### SUPPLIED ENTRIES
------------------------

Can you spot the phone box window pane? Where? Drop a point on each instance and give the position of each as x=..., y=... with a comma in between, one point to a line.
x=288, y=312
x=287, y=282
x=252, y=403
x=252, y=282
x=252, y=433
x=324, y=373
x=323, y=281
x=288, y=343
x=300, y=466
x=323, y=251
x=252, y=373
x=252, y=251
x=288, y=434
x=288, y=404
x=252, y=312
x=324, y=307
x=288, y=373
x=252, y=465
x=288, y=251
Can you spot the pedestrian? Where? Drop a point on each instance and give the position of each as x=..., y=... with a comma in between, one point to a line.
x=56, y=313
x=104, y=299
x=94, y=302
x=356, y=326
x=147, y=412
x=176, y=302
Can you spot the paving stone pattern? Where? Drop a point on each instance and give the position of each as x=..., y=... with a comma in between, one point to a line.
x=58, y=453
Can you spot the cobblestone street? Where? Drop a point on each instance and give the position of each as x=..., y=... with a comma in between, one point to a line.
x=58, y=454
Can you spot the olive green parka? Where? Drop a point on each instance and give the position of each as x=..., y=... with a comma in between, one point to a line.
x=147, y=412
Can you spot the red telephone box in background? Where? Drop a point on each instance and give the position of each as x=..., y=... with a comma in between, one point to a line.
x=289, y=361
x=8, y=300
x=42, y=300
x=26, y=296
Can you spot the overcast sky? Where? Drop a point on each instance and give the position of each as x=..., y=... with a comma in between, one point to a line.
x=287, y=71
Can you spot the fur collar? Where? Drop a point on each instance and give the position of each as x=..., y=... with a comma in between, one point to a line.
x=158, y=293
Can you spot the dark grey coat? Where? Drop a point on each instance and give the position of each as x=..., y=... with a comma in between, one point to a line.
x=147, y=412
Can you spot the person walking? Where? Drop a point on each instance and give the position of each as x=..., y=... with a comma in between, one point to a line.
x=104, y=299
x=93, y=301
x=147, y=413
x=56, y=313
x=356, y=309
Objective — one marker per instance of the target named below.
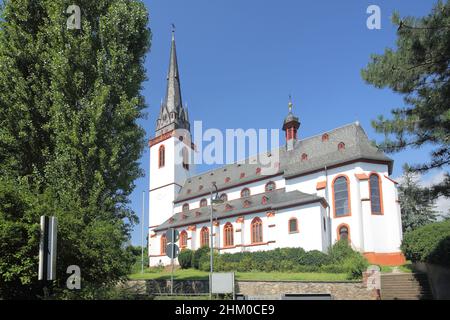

------------------------

### WHAT IS REQUIRED
Could the data above be copied out exactly, with no pictures kept?

### YOUR SOLUTION
Can you spot the phone box window pane? Where? Drop a point on each instance and give the position of each as x=..., y=... with a comma in between, one point to a line.
x=288, y=312
x=287, y=282
x=252, y=403
x=252, y=282
x=252, y=433
x=324, y=373
x=323, y=281
x=288, y=343
x=300, y=466
x=323, y=251
x=252, y=373
x=252, y=251
x=288, y=434
x=288, y=404
x=252, y=312
x=324, y=307
x=288, y=373
x=252, y=465
x=288, y=251
Can you spot the pedestrian? Where? Drop a point on each instance and give the position of each as x=..., y=... with a comma in between, one point to a line.
x=56, y=313
x=104, y=299
x=94, y=302
x=356, y=326
x=147, y=412
x=176, y=302
Can you spot the paving stone pattern? Where? Drop a point on each instance and give the position of each as x=..., y=... with a comma in between, one point to a line.
x=58, y=453
Can you spot the cobblestone street? Where? Drop a point on each instance and give the position of each as x=..., y=... with a comma in between, one point to a line.
x=58, y=454
Can you spot the olive green parka? Where? Drop a point on each instance and give the position of each as x=..., y=... with a comma in between, one point to a line.
x=147, y=412
Can you spot the red telephone box in background? Where? Drop a point on each instance and give the position of each as x=..., y=... with a comma in between, one point to a line.
x=289, y=361
x=8, y=300
x=42, y=300
x=26, y=296
Can you spot the overcast sky? Where? Drop a point on each instance and give the position of each as x=..., y=... with a comma in between, one point to a line.
x=287, y=71
Can you spot the fur collar? Where? Drop a point on each instance and give the position of each as x=..., y=... with a comma in between, one point to a line.
x=158, y=293
Can you spot the dark grey coat? Where? Drop a point on each instance and give the position of each as x=..., y=... with a comma in between, one point to a line.
x=147, y=412
Can you spot the person walking? Where? Drop a point on each instance and give the position of each as x=..., y=... with a comma in between, one point to a line.
x=104, y=299
x=93, y=301
x=147, y=413
x=56, y=313
x=356, y=309
Objective — one marker per instance of the target named below.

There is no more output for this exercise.